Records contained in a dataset
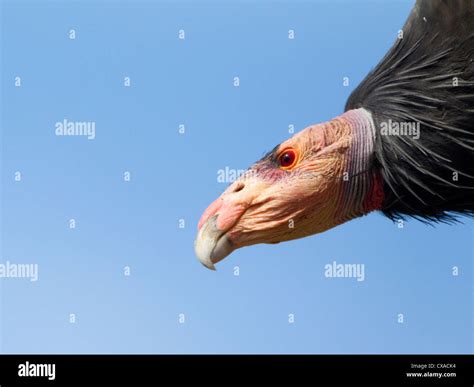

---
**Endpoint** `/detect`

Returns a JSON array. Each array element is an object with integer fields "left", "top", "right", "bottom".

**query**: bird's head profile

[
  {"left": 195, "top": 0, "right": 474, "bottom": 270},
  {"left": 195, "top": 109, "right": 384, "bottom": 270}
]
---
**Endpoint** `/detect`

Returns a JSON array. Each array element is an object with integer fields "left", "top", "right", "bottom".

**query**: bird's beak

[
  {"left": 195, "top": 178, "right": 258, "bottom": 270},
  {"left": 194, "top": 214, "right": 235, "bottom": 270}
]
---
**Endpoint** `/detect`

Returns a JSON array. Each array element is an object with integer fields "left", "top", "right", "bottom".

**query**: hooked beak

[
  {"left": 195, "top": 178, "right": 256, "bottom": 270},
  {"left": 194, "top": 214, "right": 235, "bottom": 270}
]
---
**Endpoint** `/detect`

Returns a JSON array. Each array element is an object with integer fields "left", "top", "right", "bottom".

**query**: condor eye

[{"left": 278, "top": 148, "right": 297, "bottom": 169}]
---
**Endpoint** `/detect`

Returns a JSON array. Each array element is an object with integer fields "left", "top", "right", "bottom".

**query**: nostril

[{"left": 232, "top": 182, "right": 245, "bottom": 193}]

= Directions for this task =
A faithful, complete copy of the entries is required, without the pictures.

= Solved problem =
---
**Endpoint** `/detect`

Returns a JSON array. Each array element is an object with integer fields "left", "top", "right", "bottom".

**query**: bird's head profile

[
  {"left": 195, "top": 0, "right": 474, "bottom": 270},
  {"left": 195, "top": 109, "right": 384, "bottom": 270}
]
---
**Endpoint** `/detect`

Returns a JSON array. Each array element is an object with integer fields "left", "top", "right", "bottom".

**query**: bird's beak

[
  {"left": 195, "top": 178, "right": 258, "bottom": 270},
  {"left": 194, "top": 214, "right": 235, "bottom": 270}
]
---
**Endpoint** `/detect`

Returns a JSON array. Each array element is an object with integer fields "left", "top", "right", "bottom".

**query**: hooked beak

[
  {"left": 195, "top": 178, "right": 256, "bottom": 270},
  {"left": 194, "top": 214, "right": 235, "bottom": 270}
]
---
**Endpoint** `/detect`

Returns a JSON array. Each array element is an object with integer fields "left", "top", "right", "bottom".

**query**: condor eye

[{"left": 278, "top": 148, "right": 297, "bottom": 169}]
---
**Endpoint** `/detect`

Returns a JSON array. Each array element is an object with integer fields "left", "top", "right", "bottom".

**query**: nostril

[{"left": 232, "top": 182, "right": 245, "bottom": 193}]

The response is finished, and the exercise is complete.